» Short problem
Return the records below verbatim, from their first line through the line containing "point(265, 298)", inclusive. Leave the pictures out of your answer.

» Data excerpts

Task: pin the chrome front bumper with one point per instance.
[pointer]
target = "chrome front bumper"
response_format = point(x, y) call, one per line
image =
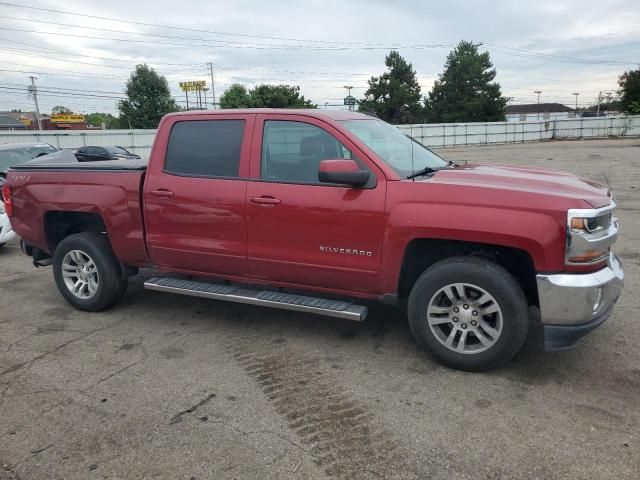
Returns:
point(573, 303)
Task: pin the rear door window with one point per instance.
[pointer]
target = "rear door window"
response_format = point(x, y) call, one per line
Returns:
point(205, 148)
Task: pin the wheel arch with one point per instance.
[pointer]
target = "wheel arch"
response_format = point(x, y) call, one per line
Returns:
point(60, 224)
point(421, 253)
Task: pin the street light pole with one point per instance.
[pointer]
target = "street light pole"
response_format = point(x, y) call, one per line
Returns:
point(538, 92)
point(576, 94)
point(349, 87)
point(213, 85)
point(34, 91)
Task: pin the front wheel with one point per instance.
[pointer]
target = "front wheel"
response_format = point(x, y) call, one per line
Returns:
point(469, 312)
point(87, 273)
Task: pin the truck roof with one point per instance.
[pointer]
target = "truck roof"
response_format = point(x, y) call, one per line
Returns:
point(311, 112)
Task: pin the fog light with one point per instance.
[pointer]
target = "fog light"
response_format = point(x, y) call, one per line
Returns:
point(598, 301)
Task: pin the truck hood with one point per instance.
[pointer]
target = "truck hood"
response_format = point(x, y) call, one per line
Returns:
point(532, 180)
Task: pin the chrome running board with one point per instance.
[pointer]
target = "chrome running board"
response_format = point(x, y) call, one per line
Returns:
point(265, 298)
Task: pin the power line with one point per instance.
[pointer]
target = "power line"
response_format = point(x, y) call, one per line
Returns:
point(132, 22)
point(75, 54)
point(220, 44)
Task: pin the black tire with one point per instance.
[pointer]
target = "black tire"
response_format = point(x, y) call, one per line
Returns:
point(111, 284)
point(490, 277)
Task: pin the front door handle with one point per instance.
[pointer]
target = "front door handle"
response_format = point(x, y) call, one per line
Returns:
point(266, 200)
point(162, 192)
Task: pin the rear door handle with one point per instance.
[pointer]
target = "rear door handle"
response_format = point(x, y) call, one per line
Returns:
point(266, 200)
point(162, 192)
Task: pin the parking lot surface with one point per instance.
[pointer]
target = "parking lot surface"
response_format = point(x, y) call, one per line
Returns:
point(173, 387)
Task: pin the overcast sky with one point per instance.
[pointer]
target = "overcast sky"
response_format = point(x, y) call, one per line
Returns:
point(558, 47)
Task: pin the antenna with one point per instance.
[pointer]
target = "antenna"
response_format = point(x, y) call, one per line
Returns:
point(413, 169)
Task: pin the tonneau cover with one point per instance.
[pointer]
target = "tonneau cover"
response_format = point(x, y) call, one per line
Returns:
point(106, 165)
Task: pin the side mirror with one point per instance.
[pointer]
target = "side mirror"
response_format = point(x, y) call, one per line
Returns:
point(343, 171)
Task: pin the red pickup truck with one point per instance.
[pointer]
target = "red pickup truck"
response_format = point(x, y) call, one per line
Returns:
point(317, 211)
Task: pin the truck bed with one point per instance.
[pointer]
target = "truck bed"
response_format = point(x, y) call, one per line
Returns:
point(108, 191)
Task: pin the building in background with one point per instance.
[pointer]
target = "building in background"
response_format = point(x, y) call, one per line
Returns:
point(63, 121)
point(539, 111)
point(28, 119)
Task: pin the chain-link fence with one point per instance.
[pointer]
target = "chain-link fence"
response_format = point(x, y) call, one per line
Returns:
point(453, 134)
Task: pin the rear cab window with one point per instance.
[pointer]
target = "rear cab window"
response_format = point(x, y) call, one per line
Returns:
point(205, 148)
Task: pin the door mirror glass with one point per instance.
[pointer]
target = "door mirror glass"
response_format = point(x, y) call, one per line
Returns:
point(347, 172)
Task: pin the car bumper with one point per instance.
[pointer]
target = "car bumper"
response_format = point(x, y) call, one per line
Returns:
point(571, 305)
point(6, 232)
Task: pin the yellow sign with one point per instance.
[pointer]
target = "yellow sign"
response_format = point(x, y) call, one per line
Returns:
point(193, 86)
point(66, 118)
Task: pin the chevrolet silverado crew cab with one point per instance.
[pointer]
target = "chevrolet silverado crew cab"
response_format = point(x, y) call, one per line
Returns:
point(318, 211)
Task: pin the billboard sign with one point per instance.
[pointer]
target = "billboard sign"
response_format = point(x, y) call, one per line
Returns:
point(66, 118)
point(193, 85)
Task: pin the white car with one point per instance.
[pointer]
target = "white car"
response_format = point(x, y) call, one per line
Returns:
point(6, 232)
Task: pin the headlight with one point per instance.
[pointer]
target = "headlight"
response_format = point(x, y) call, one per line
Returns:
point(591, 225)
point(590, 234)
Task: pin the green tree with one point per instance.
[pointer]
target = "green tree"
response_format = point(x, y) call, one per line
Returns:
point(59, 109)
point(630, 91)
point(148, 99)
point(96, 119)
point(395, 95)
point(466, 91)
point(264, 96)
point(236, 96)
point(279, 96)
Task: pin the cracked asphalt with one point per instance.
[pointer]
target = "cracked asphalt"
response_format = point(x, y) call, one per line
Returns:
point(171, 387)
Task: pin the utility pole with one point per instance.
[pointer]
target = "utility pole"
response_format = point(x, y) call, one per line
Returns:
point(349, 87)
point(538, 92)
point(34, 91)
point(576, 94)
point(213, 85)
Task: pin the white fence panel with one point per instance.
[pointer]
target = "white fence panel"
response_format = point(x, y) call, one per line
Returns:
point(431, 134)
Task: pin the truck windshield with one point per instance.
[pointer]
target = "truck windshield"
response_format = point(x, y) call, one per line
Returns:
point(393, 147)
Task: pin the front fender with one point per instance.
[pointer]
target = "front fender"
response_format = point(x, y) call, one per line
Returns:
point(540, 234)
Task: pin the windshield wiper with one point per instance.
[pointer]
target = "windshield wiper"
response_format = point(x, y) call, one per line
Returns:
point(424, 171)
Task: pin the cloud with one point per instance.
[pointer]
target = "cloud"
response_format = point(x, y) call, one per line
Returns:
point(344, 43)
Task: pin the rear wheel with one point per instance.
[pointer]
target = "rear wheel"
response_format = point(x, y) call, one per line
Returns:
point(468, 312)
point(87, 273)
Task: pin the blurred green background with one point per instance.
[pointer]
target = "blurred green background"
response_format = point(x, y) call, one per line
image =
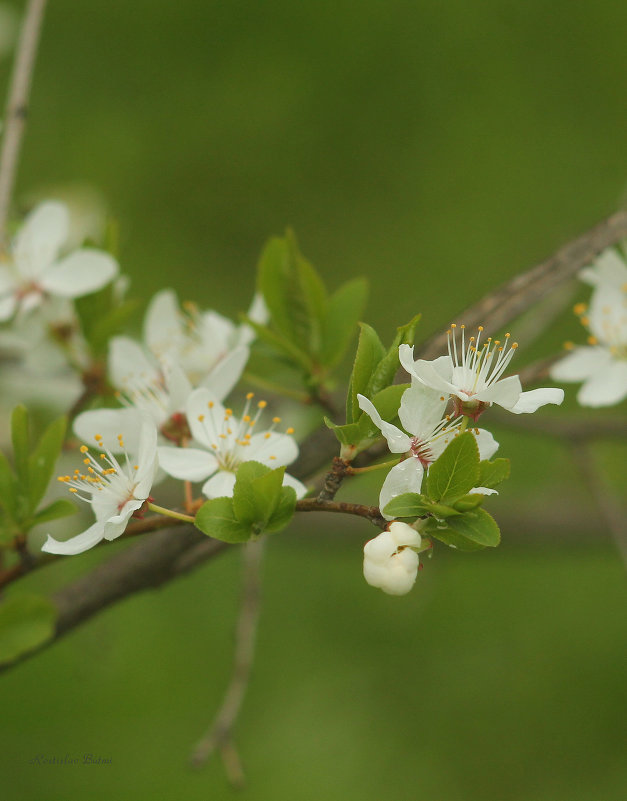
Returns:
point(438, 148)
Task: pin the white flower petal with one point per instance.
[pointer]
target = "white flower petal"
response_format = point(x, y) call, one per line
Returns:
point(608, 269)
point(204, 404)
point(109, 423)
point(488, 446)
point(127, 360)
point(295, 484)
point(187, 464)
point(421, 409)
point(275, 450)
point(220, 486)
point(403, 477)
point(8, 304)
point(504, 392)
point(398, 441)
point(40, 238)
point(227, 372)
point(606, 387)
point(82, 542)
point(532, 400)
point(162, 323)
point(580, 364)
point(80, 273)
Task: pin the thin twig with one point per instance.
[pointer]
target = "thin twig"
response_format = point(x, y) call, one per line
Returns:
point(370, 513)
point(150, 563)
point(609, 507)
point(219, 736)
point(521, 292)
point(17, 105)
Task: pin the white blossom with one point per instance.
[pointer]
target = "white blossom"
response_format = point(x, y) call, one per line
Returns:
point(472, 375)
point(420, 414)
point(115, 488)
point(225, 443)
point(390, 562)
point(601, 364)
point(35, 270)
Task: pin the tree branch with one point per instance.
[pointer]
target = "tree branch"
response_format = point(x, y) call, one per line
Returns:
point(517, 295)
point(167, 554)
point(17, 105)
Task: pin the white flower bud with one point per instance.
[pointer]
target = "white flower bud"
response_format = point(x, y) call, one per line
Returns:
point(389, 561)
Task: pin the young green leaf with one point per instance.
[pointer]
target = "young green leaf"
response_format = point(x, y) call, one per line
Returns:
point(470, 531)
point(21, 443)
point(370, 351)
point(456, 471)
point(344, 309)
point(216, 518)
point(26, 622)
point(284, 510)
point(257, 493)
point(492, 473)
point(42, 460)
point(409, 504)
point(383, 375)
point(8, 486)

» Response to the task
Task: pin the chrome front bumper with one point per instance.
[pointer]
target = "chrome front bumper"
response_format = point(x, y) call, one per line
image =
Returns:
point(573, 303)
Task: pin the rear door window with one point per instance.
[pointer]
target = "rear door window"
response_format = point(x, y) call, one per line
Returns:
point(205, 148)
Task: pin the wheel arch with one point per instance.
[pointer]
target = "wheel arch"
response_format = point(x, y) call, one per line
Returns:
point(60, 224)
point(421, 253)
Task: pin the street light pole with one point per instance.
[pointer]
target = "street light pole"
response_format = point(x, y) call, one per line
Returns:
point(538, 92)
point(576, 94)
point(349, 87)
point(213, 85)
point(34, 91)
Task: pin the front wheel with one point per instance.
[pointer]
target = "front wheel"
response_format = point(x, y) call, one per line
Returns:
point(469, 312)
point(87, 273)
Task: pin the truck roof with one point per instance.
[pointer]
target = "truck roof"
response_format = point(x, y) call, one per line
Returns:
point(311, 112)
Task: pin the fog light with one point per instance.
[pointer]
target = "fog light"
response_format = point(x, y) call, one per line
Returns:
point(598, 301)
Task: pin the truck hood with one point per instance.
[pointer]
target = "truck hood"
response_format = point(x, y) call, one per line
Returns:
point(532, 180)
Task: pin the chrome running board with one point per instance.
[pointer]
target = "chrome running board"
response_format = point(x, y) call, one per line
Returns:
point(265, 298)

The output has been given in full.